→ WHAT NEEDS TO BE DONE
Lay out every line of the rows below as a Markdown table with two columns, Index and Line text, numbering the lines in order and omitting any blank lines.

→ MATERIAL
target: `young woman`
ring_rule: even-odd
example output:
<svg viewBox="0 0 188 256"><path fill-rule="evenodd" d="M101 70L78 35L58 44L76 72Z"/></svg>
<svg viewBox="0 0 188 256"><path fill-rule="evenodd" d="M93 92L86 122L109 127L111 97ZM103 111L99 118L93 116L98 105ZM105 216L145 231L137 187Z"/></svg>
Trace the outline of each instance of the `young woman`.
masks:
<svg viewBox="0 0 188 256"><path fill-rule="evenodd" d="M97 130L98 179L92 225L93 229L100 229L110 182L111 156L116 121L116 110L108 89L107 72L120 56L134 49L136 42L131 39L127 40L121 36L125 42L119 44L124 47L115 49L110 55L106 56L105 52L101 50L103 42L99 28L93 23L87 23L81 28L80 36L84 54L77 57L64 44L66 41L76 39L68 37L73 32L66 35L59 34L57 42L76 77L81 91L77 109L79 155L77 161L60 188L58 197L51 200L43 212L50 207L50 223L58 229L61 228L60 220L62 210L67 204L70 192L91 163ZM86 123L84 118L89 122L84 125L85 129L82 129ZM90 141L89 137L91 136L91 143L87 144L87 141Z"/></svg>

→ EXERCISE ANSWER
| Index | Line text |
|---|---|
| 1 | target: `young woman` |
| 2 | ring_rule: even-odd |
| 3 | example output: |
| 4 | <svg viewBox="0 0 188 256"><path fill-rule="evenodd" d="M101 70L78 35L58 44L76 72Z"/></svg> |
| 5 | <svg viewBox="0 0 188 256"><path fill-rule="evenodd" d="M93 92L86 122L109 127L111 97ZM103 111L99 118L93 116L98 105ZM105 216L145 231L137 187Z"/></svg> |
| 6 | Trace the outline of each instance of the `young woman`. |
| 7 | masks: |
| 8 | <svg viewBox="0 0 188 256"><path fill-rule="evenodd" d="M97 130L98 179L92 225L93 229L100 229L110 182L111 156L116 121L116 110L108 89L107 72L120 56L134 49L136 42L131 39L127 40L121 36L125 42L119 44L124 47L115 49L110 55L106 56L105 52L101 50L103 42L99 28L93 23L87 23L81 28L80 36L84 54L77 57L64 44L66 41L76 39L68 37L73 32L66 35L59 34L57 42L76 77L81 91L77 109L79 155L77 161L60 188L58 197L51 200L43 212L50 207L50 223L58 229L61 228L60 220L62 210L67 204L70 192L91 163ZM86 123L84 118L89 122L84 125L85 129L82 129ZM90 141L89 137L91 136L91 143L87 144L87 141Z"/></svg> |